• _THINGS TO DO_
a – Decide whether each statement below agrees with the food plating guide, answering yes or no and quoting the exact words of the guide that settle it. (i) The author considers avocado pitters worth keeping in the kitchen. (ii) A round pastry cutter can serve as a mold for layering greens. (iii) The guide suggests labeling squeeze bottles with masking tape.
b – Extend the food plating guide below, picking up right after its final sentence.
— Start of READING PASSAGE —
How to Plate Your Food Like a Pro: A Chef Shares Her Secrets

Facebook
Google+
Twitter
Pinterest20

How-to-Plate-Your-Food-Like-a-Pro.jpg

While you can easily toss a few sautéed sweet potatoes next to your cauliflower rice, a few tricks can transform it into a restaurant-quality dish. Seriously. 

Chef Ryan Ross, winner of Food Network’s Chopped, shares her essential tips to playing your homemade dishes like a pro. Perfect for when you’re feeling particularly fancy.


Using Kitchen Tools

I’m not big on kitchen gadgets that serve only one purpose. Avocado pitters, egg slicers, and garlic presses are a waste of space in my tiny kitchen. However, there are a few plating tools that I keep on hand for making my dishes beautiful. Most of them you likely have on hand.

Toothpicks

rsz_fine_dining_1.jpg

Use toothpicks to create cool swirls and zig-zags through creams and sauces on your soups, smoothie bowls, and plates.

Spoons

You, of course, have spoons in your kitchen. But did you know you can use spoons to scoop a sauce or purée on a plate, and then drag the back of the spoon through it for an artful swipe effect?

Pastry or Biscuit Cutter

You can use your round pastry cutter as a boundary and mold to layer terrines, veggies, greens, and the like.

Squeeze Bottles

rsz_5.jpg

Speed-pouring bottles are great when you have lots of oils, drizzles, and sauces to dress up your dishes. They are lightweight, offer precision and keep all of your options looking uniform and tidy. Label them with a little masking tape and a sharpie.

Vegetable Peeler

Use this common household gadget to create long ribbons from your carrots and summer squash. They’re pretty in a salad to add a pop of color. You can even use them to shave chocolate into delicate curls over your cakes, cupcakes, and other pastries.
— End of READING PASSAGE —
— Start of RECORDS SHOWN —
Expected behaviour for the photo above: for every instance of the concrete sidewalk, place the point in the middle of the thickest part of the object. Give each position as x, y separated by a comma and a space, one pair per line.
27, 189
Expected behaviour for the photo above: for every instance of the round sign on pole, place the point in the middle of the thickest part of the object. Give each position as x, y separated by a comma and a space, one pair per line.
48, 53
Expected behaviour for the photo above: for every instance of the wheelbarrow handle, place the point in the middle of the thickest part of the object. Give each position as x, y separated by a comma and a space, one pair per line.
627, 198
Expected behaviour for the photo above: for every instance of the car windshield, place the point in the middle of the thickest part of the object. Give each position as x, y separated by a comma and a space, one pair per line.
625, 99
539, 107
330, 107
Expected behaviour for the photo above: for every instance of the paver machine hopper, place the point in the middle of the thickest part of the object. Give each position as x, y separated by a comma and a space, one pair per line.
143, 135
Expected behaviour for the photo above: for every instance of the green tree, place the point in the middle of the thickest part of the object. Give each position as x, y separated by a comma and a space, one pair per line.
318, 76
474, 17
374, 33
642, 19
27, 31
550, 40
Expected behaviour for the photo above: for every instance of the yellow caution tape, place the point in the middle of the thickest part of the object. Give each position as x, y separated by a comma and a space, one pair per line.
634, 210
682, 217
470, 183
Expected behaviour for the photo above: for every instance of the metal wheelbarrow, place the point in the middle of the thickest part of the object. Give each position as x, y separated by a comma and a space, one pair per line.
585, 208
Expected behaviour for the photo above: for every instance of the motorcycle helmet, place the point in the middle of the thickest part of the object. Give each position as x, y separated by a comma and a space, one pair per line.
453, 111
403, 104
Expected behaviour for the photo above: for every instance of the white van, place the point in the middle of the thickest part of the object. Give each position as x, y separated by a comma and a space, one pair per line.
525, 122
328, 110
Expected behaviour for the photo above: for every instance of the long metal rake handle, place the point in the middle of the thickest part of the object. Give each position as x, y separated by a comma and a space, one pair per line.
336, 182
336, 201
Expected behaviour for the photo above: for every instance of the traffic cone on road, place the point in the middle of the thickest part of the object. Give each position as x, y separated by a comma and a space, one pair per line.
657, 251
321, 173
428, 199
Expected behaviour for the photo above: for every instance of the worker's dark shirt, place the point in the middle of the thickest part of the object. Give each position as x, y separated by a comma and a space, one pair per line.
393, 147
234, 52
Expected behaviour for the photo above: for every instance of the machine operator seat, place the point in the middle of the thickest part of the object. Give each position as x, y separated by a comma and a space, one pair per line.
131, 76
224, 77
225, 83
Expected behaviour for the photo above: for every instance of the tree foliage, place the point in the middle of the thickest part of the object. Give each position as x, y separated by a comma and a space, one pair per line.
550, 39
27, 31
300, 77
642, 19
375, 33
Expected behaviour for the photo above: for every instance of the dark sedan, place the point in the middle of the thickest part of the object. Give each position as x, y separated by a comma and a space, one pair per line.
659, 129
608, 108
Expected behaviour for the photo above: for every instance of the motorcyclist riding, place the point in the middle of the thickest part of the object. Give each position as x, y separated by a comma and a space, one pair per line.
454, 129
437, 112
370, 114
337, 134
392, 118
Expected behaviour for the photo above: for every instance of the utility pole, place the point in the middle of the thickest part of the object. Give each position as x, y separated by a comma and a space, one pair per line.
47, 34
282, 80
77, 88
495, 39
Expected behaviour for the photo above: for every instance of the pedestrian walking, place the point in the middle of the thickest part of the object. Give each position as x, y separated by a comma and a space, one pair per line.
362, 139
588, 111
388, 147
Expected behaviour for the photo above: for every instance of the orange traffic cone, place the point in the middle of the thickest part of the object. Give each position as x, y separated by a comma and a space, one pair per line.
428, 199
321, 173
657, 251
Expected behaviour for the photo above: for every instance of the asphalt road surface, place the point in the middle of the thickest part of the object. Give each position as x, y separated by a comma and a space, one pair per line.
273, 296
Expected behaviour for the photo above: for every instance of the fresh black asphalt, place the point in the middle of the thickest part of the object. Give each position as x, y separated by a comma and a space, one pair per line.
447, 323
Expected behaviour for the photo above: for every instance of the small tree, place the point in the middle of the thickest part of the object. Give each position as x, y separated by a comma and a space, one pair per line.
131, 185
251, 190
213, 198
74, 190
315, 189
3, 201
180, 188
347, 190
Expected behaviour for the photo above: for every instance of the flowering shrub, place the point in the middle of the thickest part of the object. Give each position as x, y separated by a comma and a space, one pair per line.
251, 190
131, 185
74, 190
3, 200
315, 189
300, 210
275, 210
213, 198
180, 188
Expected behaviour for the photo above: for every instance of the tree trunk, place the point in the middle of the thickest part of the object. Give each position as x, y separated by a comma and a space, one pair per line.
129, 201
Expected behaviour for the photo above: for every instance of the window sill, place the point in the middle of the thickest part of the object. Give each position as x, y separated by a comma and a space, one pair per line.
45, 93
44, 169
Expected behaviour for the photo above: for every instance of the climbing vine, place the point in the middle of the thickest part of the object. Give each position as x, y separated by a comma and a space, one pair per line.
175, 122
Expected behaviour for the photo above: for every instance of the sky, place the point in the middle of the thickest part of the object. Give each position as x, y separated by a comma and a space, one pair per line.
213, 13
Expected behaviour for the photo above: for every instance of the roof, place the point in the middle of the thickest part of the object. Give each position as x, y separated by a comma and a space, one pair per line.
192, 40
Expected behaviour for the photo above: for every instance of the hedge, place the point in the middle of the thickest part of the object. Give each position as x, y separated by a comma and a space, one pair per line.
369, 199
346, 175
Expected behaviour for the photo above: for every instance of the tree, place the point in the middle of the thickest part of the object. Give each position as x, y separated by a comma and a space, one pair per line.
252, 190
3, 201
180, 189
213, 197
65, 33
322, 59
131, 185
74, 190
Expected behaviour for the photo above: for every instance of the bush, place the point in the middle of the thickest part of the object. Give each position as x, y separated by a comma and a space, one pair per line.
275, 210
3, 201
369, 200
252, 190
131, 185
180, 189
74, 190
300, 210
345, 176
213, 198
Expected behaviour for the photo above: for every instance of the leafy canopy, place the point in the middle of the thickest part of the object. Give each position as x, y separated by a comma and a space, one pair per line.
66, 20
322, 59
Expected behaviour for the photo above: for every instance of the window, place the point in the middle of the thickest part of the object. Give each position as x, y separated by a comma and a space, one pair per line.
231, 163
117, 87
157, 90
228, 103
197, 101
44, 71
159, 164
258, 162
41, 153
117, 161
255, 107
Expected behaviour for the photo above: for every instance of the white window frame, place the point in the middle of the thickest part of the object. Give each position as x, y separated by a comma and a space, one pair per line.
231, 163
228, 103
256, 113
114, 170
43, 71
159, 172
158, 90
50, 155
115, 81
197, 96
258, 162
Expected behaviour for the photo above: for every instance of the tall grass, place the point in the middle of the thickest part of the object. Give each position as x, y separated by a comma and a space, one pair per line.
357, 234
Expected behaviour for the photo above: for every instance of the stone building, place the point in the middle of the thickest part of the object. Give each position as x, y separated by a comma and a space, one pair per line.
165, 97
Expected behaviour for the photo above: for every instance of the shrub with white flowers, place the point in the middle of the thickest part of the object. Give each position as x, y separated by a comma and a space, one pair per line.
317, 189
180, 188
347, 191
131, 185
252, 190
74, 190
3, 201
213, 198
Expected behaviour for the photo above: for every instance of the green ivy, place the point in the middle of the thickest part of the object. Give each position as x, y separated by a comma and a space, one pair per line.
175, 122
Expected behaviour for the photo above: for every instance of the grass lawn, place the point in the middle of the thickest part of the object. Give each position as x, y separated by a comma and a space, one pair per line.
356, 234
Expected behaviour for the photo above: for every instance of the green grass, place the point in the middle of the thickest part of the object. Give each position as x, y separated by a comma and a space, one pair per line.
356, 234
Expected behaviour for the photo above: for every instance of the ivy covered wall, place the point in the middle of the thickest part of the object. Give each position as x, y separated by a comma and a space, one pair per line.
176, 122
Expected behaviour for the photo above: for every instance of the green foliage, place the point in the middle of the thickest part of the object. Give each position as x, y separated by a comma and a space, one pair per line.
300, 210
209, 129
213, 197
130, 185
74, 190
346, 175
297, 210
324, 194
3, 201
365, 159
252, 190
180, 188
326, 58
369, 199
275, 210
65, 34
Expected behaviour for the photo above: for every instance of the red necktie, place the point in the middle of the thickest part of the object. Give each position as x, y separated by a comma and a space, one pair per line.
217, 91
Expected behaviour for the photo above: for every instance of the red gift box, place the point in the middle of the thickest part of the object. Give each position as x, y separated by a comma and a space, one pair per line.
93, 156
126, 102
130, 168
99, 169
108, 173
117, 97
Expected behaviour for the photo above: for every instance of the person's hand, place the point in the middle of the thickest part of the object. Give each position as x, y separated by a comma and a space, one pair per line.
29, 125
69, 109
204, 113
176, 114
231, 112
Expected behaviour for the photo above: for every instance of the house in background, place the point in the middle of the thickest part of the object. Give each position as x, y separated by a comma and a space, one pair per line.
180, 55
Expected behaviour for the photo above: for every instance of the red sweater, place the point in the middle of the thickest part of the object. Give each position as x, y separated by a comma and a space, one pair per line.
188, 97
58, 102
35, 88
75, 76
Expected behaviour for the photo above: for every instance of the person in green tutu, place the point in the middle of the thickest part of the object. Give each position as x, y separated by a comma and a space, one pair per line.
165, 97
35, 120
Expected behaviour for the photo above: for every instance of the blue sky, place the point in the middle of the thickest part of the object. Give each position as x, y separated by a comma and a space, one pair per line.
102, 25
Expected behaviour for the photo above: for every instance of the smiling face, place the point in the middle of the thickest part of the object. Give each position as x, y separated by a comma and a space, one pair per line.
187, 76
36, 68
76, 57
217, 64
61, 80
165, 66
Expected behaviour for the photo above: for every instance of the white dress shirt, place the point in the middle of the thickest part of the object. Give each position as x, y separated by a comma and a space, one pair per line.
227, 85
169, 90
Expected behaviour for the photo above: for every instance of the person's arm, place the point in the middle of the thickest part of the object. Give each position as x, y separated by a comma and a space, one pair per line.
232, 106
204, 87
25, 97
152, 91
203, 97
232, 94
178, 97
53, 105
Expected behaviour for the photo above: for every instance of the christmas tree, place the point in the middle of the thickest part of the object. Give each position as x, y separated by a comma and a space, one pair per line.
— End of RECORDS SHOWN —
• _ANSWERS TO THE TASKS_
a –
(i) No: "Avocado pitters, egg slicers, and garlic presses are a waste of space in my tiny kitchen."
(ii) Yes: "You can use your round pastry cutter as a boundary and mold to layer terrines, veggies, greens, and the like."
(iii) Yes: "Label them with a little masking tape and a sharpie."

b –
Mandolin

Mandolins are the quickest and most uniform way to get paper-thin sliced fruits and veggies. We’re talking gorgeous, paper-thin raw beets, radishes, rainbow carrots.

Spiralizer

shutterstock_383545522-1.jpg

Spiralizers let you transform raw fruits and veggies into fanciful “noodles” to pile on top of your dishes. Swap them in for a healthy twist on pasta or add spiralized beets and carrots to your salads for a colorful pop of color.

Precision Tongs / Tweezers

You can purchase long, culinary precision tongs, or designate a pair of drugstore tongs to your kitchen. These come in handy when stacking, adjusting and plating teeny items on your dish. I also use regular tweezers to remove the pin bones out of fish filets.


Choosing the Right Dishware

Natural, plain and nondescript dishware are a good place to start.

Opt for a white dish, and you’re automatically working with a high-contrast, natural background. It’s great for plating most foods; a plain white plate can make even drab-looking food pop.

When plating lighter and brighter foods, use darker hues like wood or a dark, stony gray for contrast.

If you’re feeling creative, there are plenty of unorthodox options to play with. There’s fine china, crazy patterns, earthen and stoneware, wood planks, ceramic, cast iron, and slate boards. There are hundreds of shapes, sizes, platters, plates and bowls to choose from!


The Rule of Thirds vs. Central Plating

shutterstock_691179058-1.jpg

If you look at your dish like a clock, start by imagining your dinner guest seated at the 6 o’clock when served. Now that you are oriented with your dish, you can easily decide and delegate what goes where.

When serving a dinner party, I often ask my front of house staff to serve according to the clock. I will say things like, “The radish should be at the 3 o’clock”.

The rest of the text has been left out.